*** Opening TEXT UNDER STUDY ***

Any advice on how MBA2021 students can get the most out of Summer 2020?
Take time to sit down and reflect upon what you wish to gain from your summer internship. Do you want to acquire a new skill? Test out a new industry? Contribute towards a cause you believe in?  You will see your peers focused on a single set of industries, the traditional post-MBA careers, but that should not make you feel pressured to follow suit – make your own plan and stick to it.

You’re halfway through your course. What has been the most memorable moment so far?
Exploring new countries as part of the treks organised by the various student clubs has without a doubt been a defining moment of my time at LBS. The trips have been endless, and the hospitality of my peers, alongside their eagerness to show us their home countries, has been second to none.

What are you looking forward to?
While I look forward to trips in the coming year, I am most excited about my role as Treasurer for the Student Association and the new challenges it brings!

Why did you decide to come to LBS?
My decision to come to LBS was threefold: location, flexibility and reputation. I wanted to experience living in a new city whilst not being too far from home (Dubai); I appreciated the flexibility the LBS programme provided with its 15, 18 & 21 month exit points; and finally I wanted to become part of an Alumni community that could one day support me in my career aspirations.

If you weren’t doing an MBA right now, what would you be doing?

*** Closing TEXT UNDER STUDY ***
*** Opening DATA LISTING ***

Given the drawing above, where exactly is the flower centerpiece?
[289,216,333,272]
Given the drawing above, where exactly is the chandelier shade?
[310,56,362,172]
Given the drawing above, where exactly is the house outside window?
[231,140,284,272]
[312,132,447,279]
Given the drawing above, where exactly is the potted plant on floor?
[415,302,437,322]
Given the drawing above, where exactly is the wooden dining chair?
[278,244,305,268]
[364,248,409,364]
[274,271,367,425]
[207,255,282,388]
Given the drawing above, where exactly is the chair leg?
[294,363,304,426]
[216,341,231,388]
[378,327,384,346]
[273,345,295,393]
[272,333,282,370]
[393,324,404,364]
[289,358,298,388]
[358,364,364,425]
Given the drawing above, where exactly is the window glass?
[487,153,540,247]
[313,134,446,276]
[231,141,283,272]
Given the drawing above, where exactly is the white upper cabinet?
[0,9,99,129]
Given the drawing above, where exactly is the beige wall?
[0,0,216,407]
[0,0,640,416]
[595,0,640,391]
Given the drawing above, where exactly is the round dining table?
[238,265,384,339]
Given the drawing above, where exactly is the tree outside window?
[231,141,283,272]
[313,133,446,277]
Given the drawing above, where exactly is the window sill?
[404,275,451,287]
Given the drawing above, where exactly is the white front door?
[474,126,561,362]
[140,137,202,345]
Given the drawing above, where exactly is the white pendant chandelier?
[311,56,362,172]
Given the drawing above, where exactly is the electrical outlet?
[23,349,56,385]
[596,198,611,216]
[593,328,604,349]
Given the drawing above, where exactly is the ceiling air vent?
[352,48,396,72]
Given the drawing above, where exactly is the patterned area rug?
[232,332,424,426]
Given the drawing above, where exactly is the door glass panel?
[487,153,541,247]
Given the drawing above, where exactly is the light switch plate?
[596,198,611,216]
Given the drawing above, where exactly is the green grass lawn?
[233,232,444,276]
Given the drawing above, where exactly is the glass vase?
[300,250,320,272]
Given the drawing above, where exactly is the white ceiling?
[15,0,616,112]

*** Closing DATA LISTING ***

_REQUIRED ACTIONS_
1. Decide whether each statement agrees with the interview: (a) the student chose LBS partly because it is not too far from home in Dubai; (b) the student names a summer internship as the most memorable moment so far; (c) the student will serve as President of the Student Association. For each, answer yes or no and quote the deciding words of the interview.
2. Write out the part of the interview that opens with the words containing "Exploring new countries" and closes with "second to none.".

_COMPLETED EXERCISE_
1.
(a) Yes: "I wanted to experience living in a new city whilst not being too far from home (Dubai)"
(b) No: "Exploring new countries as part of the treks organised by the various student clubs has without a doubt been a defining moment of my time at LBS."
(c) No: "my role as Treasurer for the Student Association"

2.
Exploring new countries as part of the treks organised by the various student clubs has without a doubt been a defining moment of my time at LBS. The trips have been endless, and the hospitality of my peers, alongside their eagerness to show us their home countries, has been second to none.